6 ChatGPT Prompts Recruiters Can Copy and Paste Today

Independently researched from published sources. Last researched: April 2026. Results vary: this article teaches AI skills, not employment outcomes. See Terms and Privacy.

Anti-discrimination and automated-decision notice

This article covers a profession with specific obligations in the area named above. It is not a substitute for your licensing, supervision, or professional duties, and nothing here is legal or compliance advice. Keep a human decision-maker on anything those obligations touch, and check your company's AI policy before using any prompt or tool with real work data.

These are six prompts pulled from a larger set we researched for recruiting work. Each one is structured to get a useful first result, not a generic one. The placeholders are obvious, the instructions to the model are specific, and the output format is designed for how recruiters actually work.

You don't need to learn prompt engineering to use them. Copy the prompt, replace the bracketed placeholders with your details, paste it into ChatGPT or whichever AI assistant you use, and read what comes back. The structure does the heavy lifting.

If you want to get value in the next ten minutes: pick the one closest to what's on your desk right now, fill in the blanks, and run it. You'll see immediately whether the output is usable or needs a tweak.

1. Job Description Generator (Role-Specific)

__DATA LISTING__.
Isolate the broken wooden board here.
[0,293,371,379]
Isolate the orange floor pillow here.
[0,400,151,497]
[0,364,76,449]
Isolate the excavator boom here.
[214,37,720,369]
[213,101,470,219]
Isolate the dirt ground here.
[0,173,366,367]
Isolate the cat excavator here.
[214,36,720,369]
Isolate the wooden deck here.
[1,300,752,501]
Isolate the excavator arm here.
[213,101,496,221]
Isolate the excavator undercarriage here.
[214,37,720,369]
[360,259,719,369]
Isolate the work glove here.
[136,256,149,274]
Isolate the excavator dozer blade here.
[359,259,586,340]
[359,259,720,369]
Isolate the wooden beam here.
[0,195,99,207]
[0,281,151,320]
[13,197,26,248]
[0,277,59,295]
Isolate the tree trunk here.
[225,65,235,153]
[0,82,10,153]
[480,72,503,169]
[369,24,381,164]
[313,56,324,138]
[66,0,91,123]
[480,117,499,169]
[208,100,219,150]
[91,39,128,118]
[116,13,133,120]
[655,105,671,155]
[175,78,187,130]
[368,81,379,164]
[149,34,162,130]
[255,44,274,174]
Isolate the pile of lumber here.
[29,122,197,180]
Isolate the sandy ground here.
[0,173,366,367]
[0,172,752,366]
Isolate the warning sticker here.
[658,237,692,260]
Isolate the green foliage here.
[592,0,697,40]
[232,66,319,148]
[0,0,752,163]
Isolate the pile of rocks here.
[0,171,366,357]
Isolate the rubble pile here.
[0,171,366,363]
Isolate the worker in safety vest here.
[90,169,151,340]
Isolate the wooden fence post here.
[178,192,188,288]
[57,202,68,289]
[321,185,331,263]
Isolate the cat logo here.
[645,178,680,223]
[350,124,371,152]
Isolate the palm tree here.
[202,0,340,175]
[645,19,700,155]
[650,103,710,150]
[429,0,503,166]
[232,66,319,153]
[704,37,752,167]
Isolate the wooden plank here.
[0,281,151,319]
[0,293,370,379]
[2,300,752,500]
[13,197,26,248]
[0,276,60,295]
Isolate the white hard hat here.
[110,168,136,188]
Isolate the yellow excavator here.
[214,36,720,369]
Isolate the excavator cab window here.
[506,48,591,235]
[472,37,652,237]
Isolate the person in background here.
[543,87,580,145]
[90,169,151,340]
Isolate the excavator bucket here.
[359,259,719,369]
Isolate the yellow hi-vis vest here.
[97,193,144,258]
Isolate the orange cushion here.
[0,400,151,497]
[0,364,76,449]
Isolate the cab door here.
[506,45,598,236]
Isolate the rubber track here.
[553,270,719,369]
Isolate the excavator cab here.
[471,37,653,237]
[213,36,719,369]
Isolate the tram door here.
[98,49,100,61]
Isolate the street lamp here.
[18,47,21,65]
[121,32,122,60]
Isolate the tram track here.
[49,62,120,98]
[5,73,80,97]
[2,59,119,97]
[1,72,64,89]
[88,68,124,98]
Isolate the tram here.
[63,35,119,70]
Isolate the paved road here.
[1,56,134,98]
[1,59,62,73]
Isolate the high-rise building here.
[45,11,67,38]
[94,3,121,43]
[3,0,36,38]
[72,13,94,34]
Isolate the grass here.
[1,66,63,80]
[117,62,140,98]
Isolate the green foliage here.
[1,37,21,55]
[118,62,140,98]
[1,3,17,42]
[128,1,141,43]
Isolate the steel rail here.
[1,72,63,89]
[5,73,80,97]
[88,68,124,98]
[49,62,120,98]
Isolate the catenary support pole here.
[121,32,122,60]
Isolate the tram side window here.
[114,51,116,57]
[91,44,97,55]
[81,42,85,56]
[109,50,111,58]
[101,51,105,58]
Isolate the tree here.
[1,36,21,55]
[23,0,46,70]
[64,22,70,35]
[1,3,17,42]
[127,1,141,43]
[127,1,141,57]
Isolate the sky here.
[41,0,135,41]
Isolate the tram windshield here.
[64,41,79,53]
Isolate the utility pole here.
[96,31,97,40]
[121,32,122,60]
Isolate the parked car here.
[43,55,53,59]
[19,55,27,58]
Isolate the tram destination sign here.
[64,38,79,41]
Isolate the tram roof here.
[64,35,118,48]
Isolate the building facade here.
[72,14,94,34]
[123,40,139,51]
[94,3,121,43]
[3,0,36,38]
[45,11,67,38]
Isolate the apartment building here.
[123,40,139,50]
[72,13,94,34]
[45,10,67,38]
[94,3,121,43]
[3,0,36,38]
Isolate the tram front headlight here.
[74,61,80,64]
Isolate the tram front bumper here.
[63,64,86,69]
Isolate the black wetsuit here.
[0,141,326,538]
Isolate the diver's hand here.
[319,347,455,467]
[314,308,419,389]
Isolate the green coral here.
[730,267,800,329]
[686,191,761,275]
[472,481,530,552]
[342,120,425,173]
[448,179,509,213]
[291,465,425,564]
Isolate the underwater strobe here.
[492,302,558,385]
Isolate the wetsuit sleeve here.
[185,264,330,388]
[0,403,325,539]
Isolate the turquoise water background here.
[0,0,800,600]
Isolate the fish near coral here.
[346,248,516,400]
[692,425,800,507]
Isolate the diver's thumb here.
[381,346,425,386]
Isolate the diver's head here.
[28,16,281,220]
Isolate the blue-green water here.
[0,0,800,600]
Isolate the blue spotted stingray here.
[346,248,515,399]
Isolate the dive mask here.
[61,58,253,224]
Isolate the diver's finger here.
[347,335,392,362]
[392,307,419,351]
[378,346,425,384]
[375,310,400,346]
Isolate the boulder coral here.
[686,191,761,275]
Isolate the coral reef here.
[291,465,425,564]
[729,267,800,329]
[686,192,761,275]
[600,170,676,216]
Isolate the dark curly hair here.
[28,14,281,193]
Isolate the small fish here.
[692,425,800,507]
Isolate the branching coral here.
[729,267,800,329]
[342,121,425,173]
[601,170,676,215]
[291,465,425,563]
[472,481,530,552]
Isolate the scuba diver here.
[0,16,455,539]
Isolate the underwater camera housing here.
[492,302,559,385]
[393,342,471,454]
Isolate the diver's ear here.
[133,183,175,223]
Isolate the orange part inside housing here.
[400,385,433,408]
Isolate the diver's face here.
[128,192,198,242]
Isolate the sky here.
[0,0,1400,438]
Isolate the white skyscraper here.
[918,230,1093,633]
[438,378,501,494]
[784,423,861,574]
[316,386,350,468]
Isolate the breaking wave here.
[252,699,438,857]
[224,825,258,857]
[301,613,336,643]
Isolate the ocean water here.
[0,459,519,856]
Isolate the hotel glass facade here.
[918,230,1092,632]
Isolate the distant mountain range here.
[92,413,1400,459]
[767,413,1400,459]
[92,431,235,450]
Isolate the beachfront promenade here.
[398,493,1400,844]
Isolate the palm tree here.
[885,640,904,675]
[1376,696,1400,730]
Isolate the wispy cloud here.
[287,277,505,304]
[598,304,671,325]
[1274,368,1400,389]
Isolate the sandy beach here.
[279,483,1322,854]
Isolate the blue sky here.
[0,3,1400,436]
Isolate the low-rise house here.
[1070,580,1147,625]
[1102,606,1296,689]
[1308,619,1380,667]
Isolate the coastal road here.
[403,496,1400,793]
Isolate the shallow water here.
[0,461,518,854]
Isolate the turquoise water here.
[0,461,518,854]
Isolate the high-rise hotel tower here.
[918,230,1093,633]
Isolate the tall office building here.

__AIM OF THE EXERCISE__.
Copy out the article on ChatGPT prompts for recruiters, word for word from start to finish.

__RESPONSE AREA__.
6 ChatGPT Prompts Recruiters Can Copy and Paste Today

Independently researched from published sources. Last researched: April 2026. Results vary: this article teaches AI skills, not employment outcomes. See Terms and Privacy.

Anti-discrimination and automated-decision notice

This article covers a profession with specific obligations in the area named above. It is not a substitute for your licensing, supervision, or professional duties, and nothing here is legal or compliance advice. Keep a human decision-maker on anything those obligations touch, and check your company's AI policy before using any prompt or tool with real work data.

These are six prompts pulled from a larger set we researched for recruiting work. Each one is structured to get a useful first result, not a generic one. The placeholders are obvious, the instructions to the model are specific, and the output format is designed for how recruiters actually work.

You don't need to learn prompt engineering to use them. Copy the prompt, replace the bracketed placeholders with your details, paste it into ChatGPT or whichever AI assistant you use, and read what comes back. The structure does the heavy lifting.

If you want to get value in the next ten minutes: pick the one closest to what's on your desk right now, fill in the blanks, and run it. You'll see immediately whether the output is usable or needs a tweak.

1. Job Description Generator (Role-Specific)